# Validating Bigmali At Scale

We have generated the bigmali inference with synthetic datasets with masses from the Millennium Simulation ('orig' ndarray) and from the prior ('prior' ndarray). In this notebook we analyze these inferences.



In :

%matplotlib inline

import corner
import matplotlib.pyplot as plt
import pandas as pd
import numpy as np
from matplotlib import rc
from bigmali.hyperparameter import get
from scipy.stats import lognorm
rc('text', usetex=True)




In :

truths = get()
truths.remove(235000000000000.0)



### Original Masses from Millennium Simulation

Note that the weights in these corner plots are relative log-likelihood weights, as opposed to likelihood weights.



In :

corner.corner(orig[:,:4],
labels=[r'$\alpha_1$',r'$\alpha_2$',r'$\alpha_4$',r'$S$'],
weights=(orig[:,4] - orig[:,4].min()) / abs(orig[:,4].min() - orig[:,4].max()),
quantiles=[0.16, 0.5, 0.84],
show_titles=True,
truths=truths,
smooth1d=True
);






### Masses Drawn From Prior

Again, note that the weights in these corner plots are relative log-likelihood weights, as opposed to likelihood weights.



In :

corner.corner(prior[:,:4],
labels=[r'$\alpha_1$',r'$\alpha_2$',r'$\alpha_4$',r'$S$'],
weights=(prior[:,4] - prior[:,4].min()) / abs(prior[:,4].min() - prior[:,4].max()),
quantiles=[0.16, 0.5, 0.84],
show_titles=True,
truths=truths,
smooth1d=True
);






### Highest Weight Hyperpoint

Again, it is not close to true hyper-point.



In :

ma1, ma2, ma4, maS, l = prior[prior[:,4].argmax()]
best = [ma1, ma2, ma4, maS]
labels = [r'$\alpha_1$', r'$\alpha_2$', r'$\alpha_4$', r'$S$']
for i in xrange(4):
for j in xrange(4):
plt.subplot(4,4,i*4+j+1)
plt.scatter(prior[:500,i], prior[:500,j], alpha=.6)
plt.scatter(best[i], best[j], color='gold')
plt.scatter(truths[i], truths[j], color='red')
plt.xlabel(labels[i])
plt.ylabel(labels[j])
plt.gcf().set_size_inches((12,12))
plt.tight_layout()






Failure Mode 1: The posterior is not accurate, precise, or meaningful.

### Loglikelihood of Hyperseed

The point with highest likelihood does not appear to be close to the hyper-seeds (fixed hyper-parameters that generated the mock dataset). Next we compute the likelihood of the hyper-seed. We see that its log-likelihood does not fall to the right of the distribution, as we would hope.



In :

plt.title('Distribution of Log-Likelihood Weights')
plt.xlabel('Log-Likelihood')
plt.ylabel('Density')
plt.hist(prior[:,4],bins=500, normed=True, label='samples', alpha=0.5)

══════

■ **Tasks and exercises**
1) In the bigmali validation notebook, what kind of weights do the corner plots use?
2) Rewrite the part of the bigmali validation notebook that opens with the words containing "ma1, ma2, ma4, maS, l" and closes with "plt.tight_layout()", replacing "gold" with "orange".

■ **Material**

══════

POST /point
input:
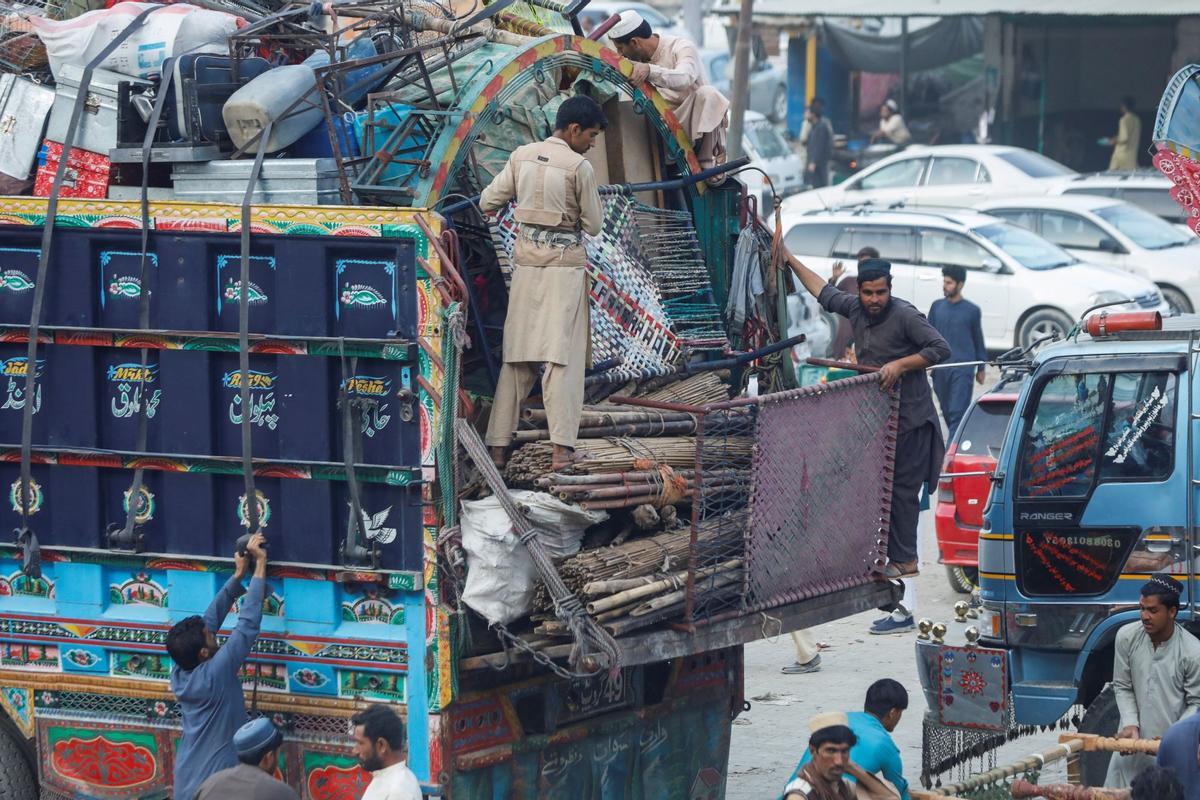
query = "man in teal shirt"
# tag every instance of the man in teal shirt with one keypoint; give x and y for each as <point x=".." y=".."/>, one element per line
<point x="876" y="753"/>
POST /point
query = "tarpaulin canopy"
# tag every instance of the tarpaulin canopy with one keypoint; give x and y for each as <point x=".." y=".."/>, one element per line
<point x="943" y="42"/>
<point x="961" y="7"/>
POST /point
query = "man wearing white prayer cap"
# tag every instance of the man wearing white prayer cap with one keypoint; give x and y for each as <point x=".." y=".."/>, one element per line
<point x="671" y="64"/>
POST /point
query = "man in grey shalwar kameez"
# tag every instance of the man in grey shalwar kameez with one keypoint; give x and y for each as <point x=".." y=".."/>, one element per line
<point x="1156" y="675"/>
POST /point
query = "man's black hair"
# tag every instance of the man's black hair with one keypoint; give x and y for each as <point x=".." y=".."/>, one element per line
<point x="185" y="641"/>
<point x="1156" y="783"/>
<point x="835" y="734"/>
<point x="379" y="721"/>
<point x="883" y="696"/>
<point x="957" y="274"/>
<point x="580" y="110"/>
<point x="256" y="756"/>
<point x="641" y="31"/>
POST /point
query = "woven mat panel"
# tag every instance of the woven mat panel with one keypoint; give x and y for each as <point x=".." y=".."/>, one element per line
<point x="821" y="489"/>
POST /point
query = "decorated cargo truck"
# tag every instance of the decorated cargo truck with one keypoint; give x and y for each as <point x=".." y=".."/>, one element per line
<point x="179" y="373"/>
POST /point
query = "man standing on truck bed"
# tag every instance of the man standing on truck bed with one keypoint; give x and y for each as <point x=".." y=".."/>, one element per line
<point x="547" y="322"/>
<point x="1156" y="675"/>
<point x="205" y="679"/>
<point x="671" y="64"/>
<point x="893" y="335"/>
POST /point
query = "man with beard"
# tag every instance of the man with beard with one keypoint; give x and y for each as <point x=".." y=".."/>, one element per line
<point x="379" y="746"/>
<point x="960" y="323"/>
<point x="1156" y="675"/>
<point x="205" y="677"/>
<point x="893" y="335"/>
<point x="672" y="65"/>
<point x="823" y="777"/>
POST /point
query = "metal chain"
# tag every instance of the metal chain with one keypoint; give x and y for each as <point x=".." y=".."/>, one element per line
<point x="509" y="638"/>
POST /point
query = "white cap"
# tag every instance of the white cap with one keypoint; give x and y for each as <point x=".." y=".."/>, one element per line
<point x="629" y="22"/>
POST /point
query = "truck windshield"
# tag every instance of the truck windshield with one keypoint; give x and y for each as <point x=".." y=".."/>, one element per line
<point x="1032" y="251"/>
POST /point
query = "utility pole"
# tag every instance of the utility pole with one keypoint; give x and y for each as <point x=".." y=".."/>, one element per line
<point x="741" y="85"/>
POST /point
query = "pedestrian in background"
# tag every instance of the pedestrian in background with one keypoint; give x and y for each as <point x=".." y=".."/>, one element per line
<point x="875" y="752"/>
<point x="1125" y="143"/>
<point x="820" y="145"/>
<point x="379" y="745"/>
<point x="257" y="745"/>
<point x="1158" y="783"/>
<point x="960" y="323"/>
<point x="1156" y="675"/>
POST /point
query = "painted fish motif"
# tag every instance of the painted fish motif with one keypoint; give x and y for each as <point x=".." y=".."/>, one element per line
<point x="15" y="281"/>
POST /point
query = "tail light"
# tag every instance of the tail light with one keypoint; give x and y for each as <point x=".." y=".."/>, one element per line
<point x="946" y="485"/>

══════

■ **Task answers**
1) Relative log-likelihood weights, as opposed to likelihood weights.

2)
ma1, ma2, ma4, maS, l = prior[prior[:,4].argmax()]
best = [ma1, ma2, ma4, maS]
labels = [r'$\alpha_1$', r'$\alpha_2$', r'$\alpha_4$', r'$S$']
for i in xrange(4):
for j in xrange(4):
plt.subplot(4,4,i*4+j+1)
plt.scatter(prior[:500,i], prior[:500,j], alpha=.6)
plt.scatter(best[i], best[j], color='orange')
plt.scatter(truths[i], truths[j], color='red')
plt.xlabel(labels[i])
plt.ylabel(labels[j])
plt.gcf().set_size_inches((12,12))
plt.tight_layout()